## STATED TASK
Pull out every line in the records that contains the word "concrete", treating uppercase and lowercase letters as different.

----- EXTRACTED RECORDS

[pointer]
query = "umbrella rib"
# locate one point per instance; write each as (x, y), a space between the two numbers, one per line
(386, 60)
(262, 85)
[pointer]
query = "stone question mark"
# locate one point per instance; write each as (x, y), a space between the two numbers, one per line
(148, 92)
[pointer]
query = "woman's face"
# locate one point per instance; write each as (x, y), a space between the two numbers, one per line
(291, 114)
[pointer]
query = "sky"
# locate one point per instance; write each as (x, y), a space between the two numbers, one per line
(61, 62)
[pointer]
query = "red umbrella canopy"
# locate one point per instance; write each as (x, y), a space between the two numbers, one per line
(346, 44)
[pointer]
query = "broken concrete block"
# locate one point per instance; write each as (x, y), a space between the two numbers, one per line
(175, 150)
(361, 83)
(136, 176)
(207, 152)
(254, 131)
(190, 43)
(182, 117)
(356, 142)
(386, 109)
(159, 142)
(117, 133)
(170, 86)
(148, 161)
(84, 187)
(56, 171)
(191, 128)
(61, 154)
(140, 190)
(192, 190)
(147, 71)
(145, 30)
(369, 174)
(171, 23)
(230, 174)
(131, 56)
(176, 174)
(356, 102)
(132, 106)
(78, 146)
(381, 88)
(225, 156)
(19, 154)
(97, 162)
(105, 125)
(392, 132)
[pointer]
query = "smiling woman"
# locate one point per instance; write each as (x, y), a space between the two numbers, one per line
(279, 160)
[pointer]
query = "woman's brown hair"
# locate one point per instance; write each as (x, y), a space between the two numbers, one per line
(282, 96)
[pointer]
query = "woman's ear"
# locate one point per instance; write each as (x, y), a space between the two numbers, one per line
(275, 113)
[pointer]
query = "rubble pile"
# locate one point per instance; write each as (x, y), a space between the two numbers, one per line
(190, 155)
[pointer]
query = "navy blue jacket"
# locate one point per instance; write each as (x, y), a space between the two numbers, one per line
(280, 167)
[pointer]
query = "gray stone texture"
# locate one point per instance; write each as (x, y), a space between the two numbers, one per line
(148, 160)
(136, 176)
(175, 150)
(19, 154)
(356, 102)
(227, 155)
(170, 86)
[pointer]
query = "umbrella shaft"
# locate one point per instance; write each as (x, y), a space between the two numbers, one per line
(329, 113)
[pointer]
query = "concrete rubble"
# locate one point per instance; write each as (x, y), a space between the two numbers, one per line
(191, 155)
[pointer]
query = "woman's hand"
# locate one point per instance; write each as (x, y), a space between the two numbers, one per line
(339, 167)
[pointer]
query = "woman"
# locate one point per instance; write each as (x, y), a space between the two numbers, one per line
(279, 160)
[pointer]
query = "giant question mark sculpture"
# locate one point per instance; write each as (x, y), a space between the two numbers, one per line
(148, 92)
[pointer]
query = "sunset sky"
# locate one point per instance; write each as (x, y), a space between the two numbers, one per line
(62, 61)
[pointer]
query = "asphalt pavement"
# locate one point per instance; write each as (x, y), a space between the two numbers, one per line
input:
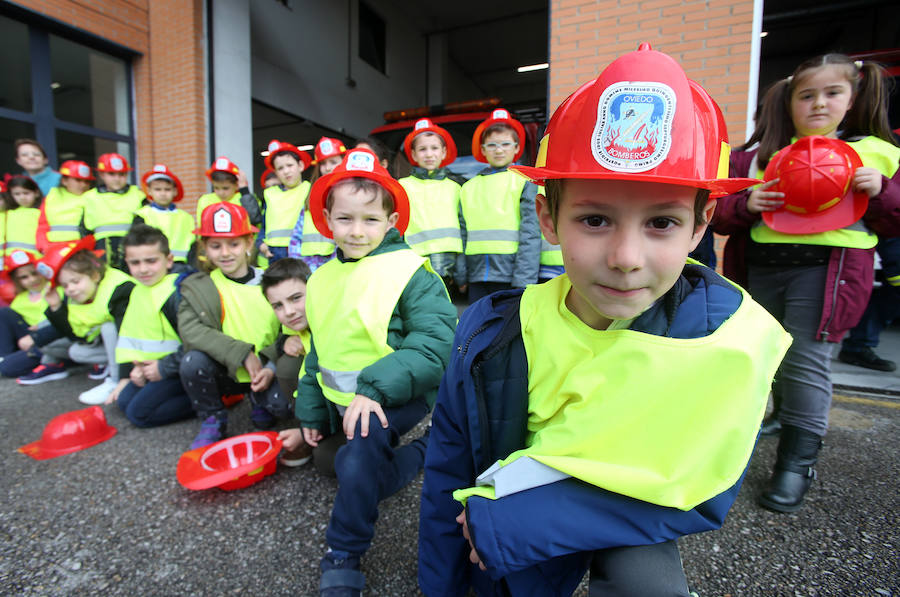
(113, 520)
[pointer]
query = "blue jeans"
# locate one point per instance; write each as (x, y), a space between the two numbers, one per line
(157, 403)
(370, 469)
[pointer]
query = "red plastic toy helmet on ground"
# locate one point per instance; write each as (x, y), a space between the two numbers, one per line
(328, 147)
(162, 172)
(498, 116)
(58, 253)
(232, 463)
(358, 163)
(112, 162)
(222, 164)
(76, 169)
(224, 220)
(642, 119)
(70, 432)
(815, 175)
(424, 125)
(275, 147)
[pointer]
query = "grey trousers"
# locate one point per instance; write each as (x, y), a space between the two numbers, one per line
(795, 297)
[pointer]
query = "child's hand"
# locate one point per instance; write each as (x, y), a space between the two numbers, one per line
(293, 346)
(262, 380)
(291, 438)
(312, 436)
(359, 410)
(761, 199)
(867, 180)
(473, 555)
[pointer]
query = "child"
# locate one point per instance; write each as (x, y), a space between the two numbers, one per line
(378, 351)
(224, 321)
(96, 297)
(433, 197)
(24, 317)
(20, 217)
(306, 242)
(283, 202)
(229, 184)
(151, 394)
(284, 285)
(62, 211)
(32, 158)
(109, 208)
(500, 232)
(614, 408)
(817, 284)
(164, 190)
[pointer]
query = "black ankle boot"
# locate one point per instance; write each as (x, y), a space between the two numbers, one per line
(798, 451)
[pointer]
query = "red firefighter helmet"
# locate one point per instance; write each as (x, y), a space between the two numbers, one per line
(162, 172)
(424, 125)
(328, 147)
(70, 432)
(275, 147)
(112, 162)
(222, 164)
(815, 175)
(642, 119)
(224, 220)
(498, 116)
(76, 169)
(358, 163)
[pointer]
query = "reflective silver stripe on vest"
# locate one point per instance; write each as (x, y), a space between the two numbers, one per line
(427, 235)
(342, 381)
(148, 346)
(112, 228)
(495, 235)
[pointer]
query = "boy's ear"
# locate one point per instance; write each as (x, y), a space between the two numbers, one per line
(548, 226)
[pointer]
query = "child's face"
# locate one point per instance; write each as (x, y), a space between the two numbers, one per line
(28, 278)
(287, 168)
(429, 151)
(114, 180)
(225, 190)
(288, 300)
(329, 164)
(76, 186)
(229, 254)
(24, 197)
(820, 100)
(79, 288)
(624, 244)
(147, 263)
(358, 221)
(499, 148)
(162, 192)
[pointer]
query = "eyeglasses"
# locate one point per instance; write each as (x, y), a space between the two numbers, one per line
(505, 145)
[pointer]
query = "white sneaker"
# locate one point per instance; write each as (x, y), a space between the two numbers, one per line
(99, 394)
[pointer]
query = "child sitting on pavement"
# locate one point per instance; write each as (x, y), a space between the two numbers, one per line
(379, 349)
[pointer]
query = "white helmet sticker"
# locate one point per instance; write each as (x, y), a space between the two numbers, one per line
(633, 132)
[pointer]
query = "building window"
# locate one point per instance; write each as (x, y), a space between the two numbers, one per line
(73, 98)
(372, 38)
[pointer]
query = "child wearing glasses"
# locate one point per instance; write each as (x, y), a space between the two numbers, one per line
(500, 232)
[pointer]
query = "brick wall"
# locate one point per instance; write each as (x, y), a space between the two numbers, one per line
(169, 76)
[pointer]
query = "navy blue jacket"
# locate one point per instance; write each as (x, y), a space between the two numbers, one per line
(538, 541)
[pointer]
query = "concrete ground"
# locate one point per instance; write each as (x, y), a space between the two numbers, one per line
(113, 520)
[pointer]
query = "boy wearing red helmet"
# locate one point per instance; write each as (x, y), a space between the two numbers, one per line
(379, 347)
(570, 431)
(501, 236)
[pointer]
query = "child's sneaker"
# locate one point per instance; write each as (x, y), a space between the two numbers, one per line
(98, 394)
(43, 373)
(340, 575)
(211, 431)
(97, 372)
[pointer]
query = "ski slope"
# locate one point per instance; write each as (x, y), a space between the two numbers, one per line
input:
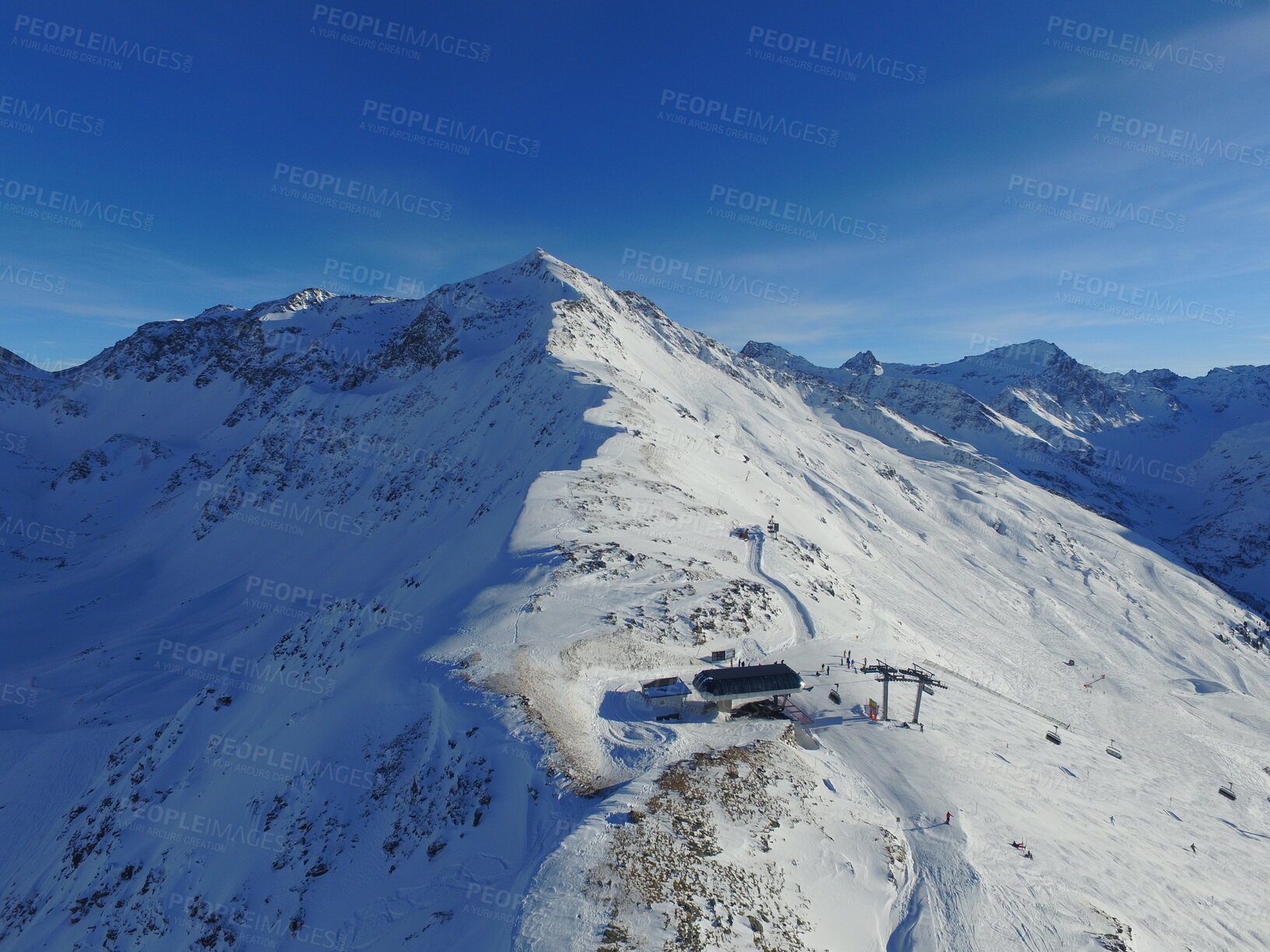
(446, 541)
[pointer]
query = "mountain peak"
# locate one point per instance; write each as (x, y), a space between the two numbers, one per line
(864, 363)
(286, 306)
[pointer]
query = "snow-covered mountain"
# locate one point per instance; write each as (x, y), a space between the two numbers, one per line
(327, 621)
(1185, 461)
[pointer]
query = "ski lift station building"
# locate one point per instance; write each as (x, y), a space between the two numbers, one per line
(725, 686)
(665, 693)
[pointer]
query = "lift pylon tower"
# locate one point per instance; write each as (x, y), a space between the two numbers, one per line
(926, 683)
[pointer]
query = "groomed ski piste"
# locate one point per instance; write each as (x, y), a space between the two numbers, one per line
(520, 793)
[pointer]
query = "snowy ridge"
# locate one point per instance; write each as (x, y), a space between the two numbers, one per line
(1179, 458)
(349, 638)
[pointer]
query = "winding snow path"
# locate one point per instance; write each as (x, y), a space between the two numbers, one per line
(803, 624)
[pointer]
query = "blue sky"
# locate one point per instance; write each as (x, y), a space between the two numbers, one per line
(944, 178)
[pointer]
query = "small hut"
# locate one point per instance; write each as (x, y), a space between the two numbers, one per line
(665, 695)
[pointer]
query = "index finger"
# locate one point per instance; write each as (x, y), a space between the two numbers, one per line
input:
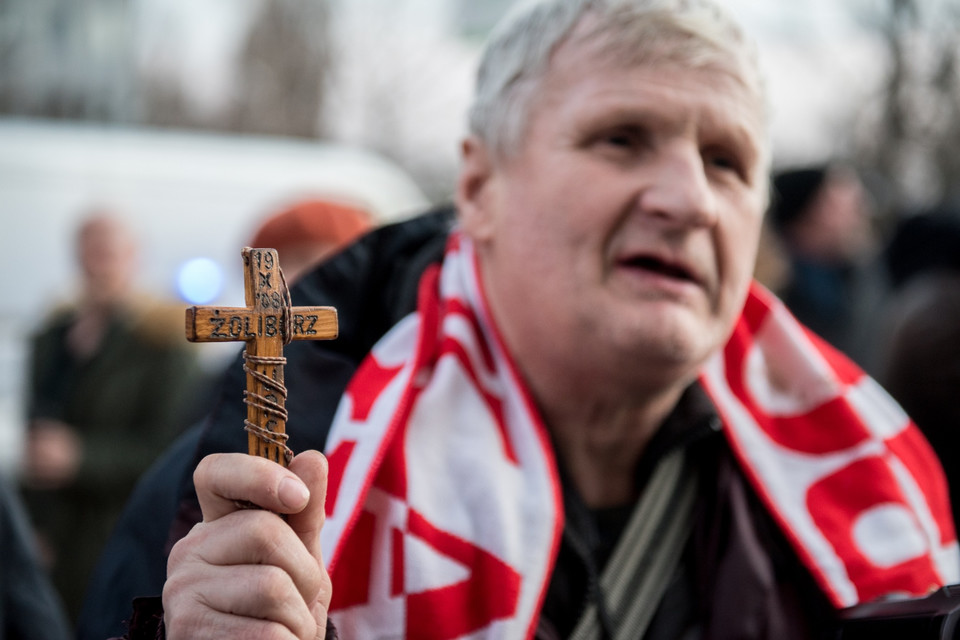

----------

## RESULT FOR THIS TASK
query = "broken concrete block"
query = "concrete rubble"
query = "concrete ground"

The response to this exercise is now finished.